Goal:
Count the lines in the entries below that contain the string "snow", treating uppercase and lowercase as different. Reply with the number alone.

Record excerpts:

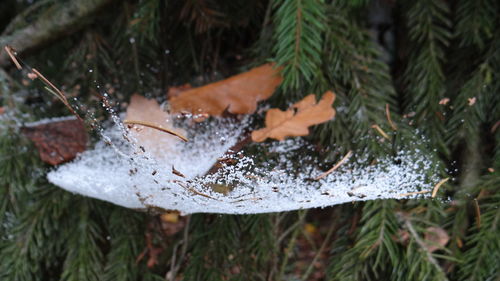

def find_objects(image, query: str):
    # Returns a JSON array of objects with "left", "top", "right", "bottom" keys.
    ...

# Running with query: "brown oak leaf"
[
  {"left": 252, "top": 91, "right": 335, "bottom": 142},
  {"left": 125, "top": 94, "right": 185, "bottom": 156},
  {"left": 21, "top": 118, "right": 88, "bottom": 165},
  {"left": 169, "top": 64, "right": 282, "bottom": 116}
]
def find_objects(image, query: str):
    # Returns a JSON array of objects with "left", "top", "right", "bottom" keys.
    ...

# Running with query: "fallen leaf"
[
  {"left": 439, "top": 98, "right": 450, "bottom": 105},
  {"left": 467, "top": 97, "right": 477, "bottom": 106},
  {"left": 160, "top": 211, "right": 187, "bottom": 236},
  {"left": 21, "top": 118, "right": 87, "bottom": 165},
  {"left": 425, "top": 226, "right": 450, "bottom": 253},
  {"left": 252, "top": 91, "right": 335, "bottom": 142},
  {"left": 169, "top": 64, "right": 282, "bottom": 116},
  {"left": 125, "top": 94, "right": 185, "bottom": 156},
  {"left": 167, "top": 84, "right": 193, "bottom": 99}
]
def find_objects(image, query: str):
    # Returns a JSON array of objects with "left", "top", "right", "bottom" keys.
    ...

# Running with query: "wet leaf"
[
  {"left": 169, "top": 64, "right": 282, "bottom": 116},
  {"left": 21, "top": 118, "right": 88, "bottom": 165},
  {"left": 125, "top": 94, "right": 185, "bottom": 156},
  {"left": 252, "top": 91, "right": 335, "bottom": 142}
]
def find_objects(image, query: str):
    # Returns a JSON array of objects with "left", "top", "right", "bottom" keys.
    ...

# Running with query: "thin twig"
[
  {"left": 315, "top": 150, "right": 352, "bottom": 180},
  {"left": 398, "top": 190, "right": 430, "bottom": 197},
  {"left": 431, "top": 178, "right": 450, "bottom": 198},
  {"left": 123, "top": 120, "right": 188, "bottom": 142},
  {"left": 474, "top": 198, "right": 481, "bottom": 229},
  {"left": 173, "top": 180, "right": 220, "bottom": 201},
  {"left": 372, "top": 124, "right": 391, "bottom": 140},
  {"left": 4, "top": 46, "right": 83, "bottom": 119},
  {"left": 385, "top": 103, "right": 398, "bottom": 131}
]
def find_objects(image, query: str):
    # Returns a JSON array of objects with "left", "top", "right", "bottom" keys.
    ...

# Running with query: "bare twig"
[
  {"left": 398, "top": 190, "right": 430, "bottom": 197},
  {"left": 4, "top": 46, "right": 23, "bottom": 70},
  {"left": 474, "top": 198, "right": 481, "bottom": 229},
  {"left": 315, "top": 150, "right": 352, "bottom": 180},
  {"left": 173, "top": 180, "right": 220, "bottom": 201},
  {"left": 431, "top": 178, "right": 450, "bottom": 198},
  {"left": 123, "top": 120, "right": 188, "bottom": 142},
  {"left": 385, "top": 103, "right": 398, "bottom": 131},
  {"left": 372, "top": 124, "right": 391, "bottom": 140}
]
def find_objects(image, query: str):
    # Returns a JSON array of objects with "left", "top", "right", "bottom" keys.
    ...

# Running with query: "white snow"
[{"left": 48, "top": 112, "right": 438, "bottom": 214}]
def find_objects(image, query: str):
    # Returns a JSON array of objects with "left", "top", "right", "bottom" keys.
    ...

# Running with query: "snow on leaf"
[
  {"left": 48, "top": 112, "right": 438, "bottom": 214},
  {"left": 21, "top": 117, "right": 88, "bottom": 165},
  {"left": 169, "top": 64, "right": 282, "bottom": 116},
  {"left": 252, "top": 91, "right": 335, "bottom": 142},
  {"left": 125, "top": 94, "right": 185, "bottom": 156}
]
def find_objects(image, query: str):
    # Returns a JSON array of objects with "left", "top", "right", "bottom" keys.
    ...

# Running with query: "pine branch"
[
  {"left": 0, "top": 0, "right": 113, "bottom": 66},
  {"left": 0, "top": 185, "right": 69, "bottom": 281},
  {"left": 61, "top": 198, "right": 104, "bottom": 281},
  {"left": 329, "top": 200, "right": 400, "bottom": 280},
  {"left": 404, "top": 0, "right": 451, "bottom": 154},
  {"left": 456, "top": 0, "right": 500, "bottom": 50},
  {"left": 273, "top": 0, "right": 326, "bottom": 93},
  {"left": 315, "top": 4, "right": 396, "bottom": 154},
  {"left": 459, "top": 175, "right": 500, "bottom": 281},
  {"left": 102, "top": 208, "right": 144, "bottom": 281}
]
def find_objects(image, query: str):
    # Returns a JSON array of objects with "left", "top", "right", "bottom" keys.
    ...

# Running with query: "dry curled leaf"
[
  {"left": 125, "top": 94, "right": 184, "bottom": 156},
  {"left": 252, "top": 91, "right": 335, "bottom": 142},
  {"left": 169, "top": 64, "right": 282, "bottom": 116},
  {"left": 21, "top": 118, "right": 87, "bottom": 165},
  {"left": 425, "top": 226, "right": 450, "bottom": 253}
]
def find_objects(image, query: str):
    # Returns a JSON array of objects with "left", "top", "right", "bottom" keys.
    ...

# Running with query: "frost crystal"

Task solution:
2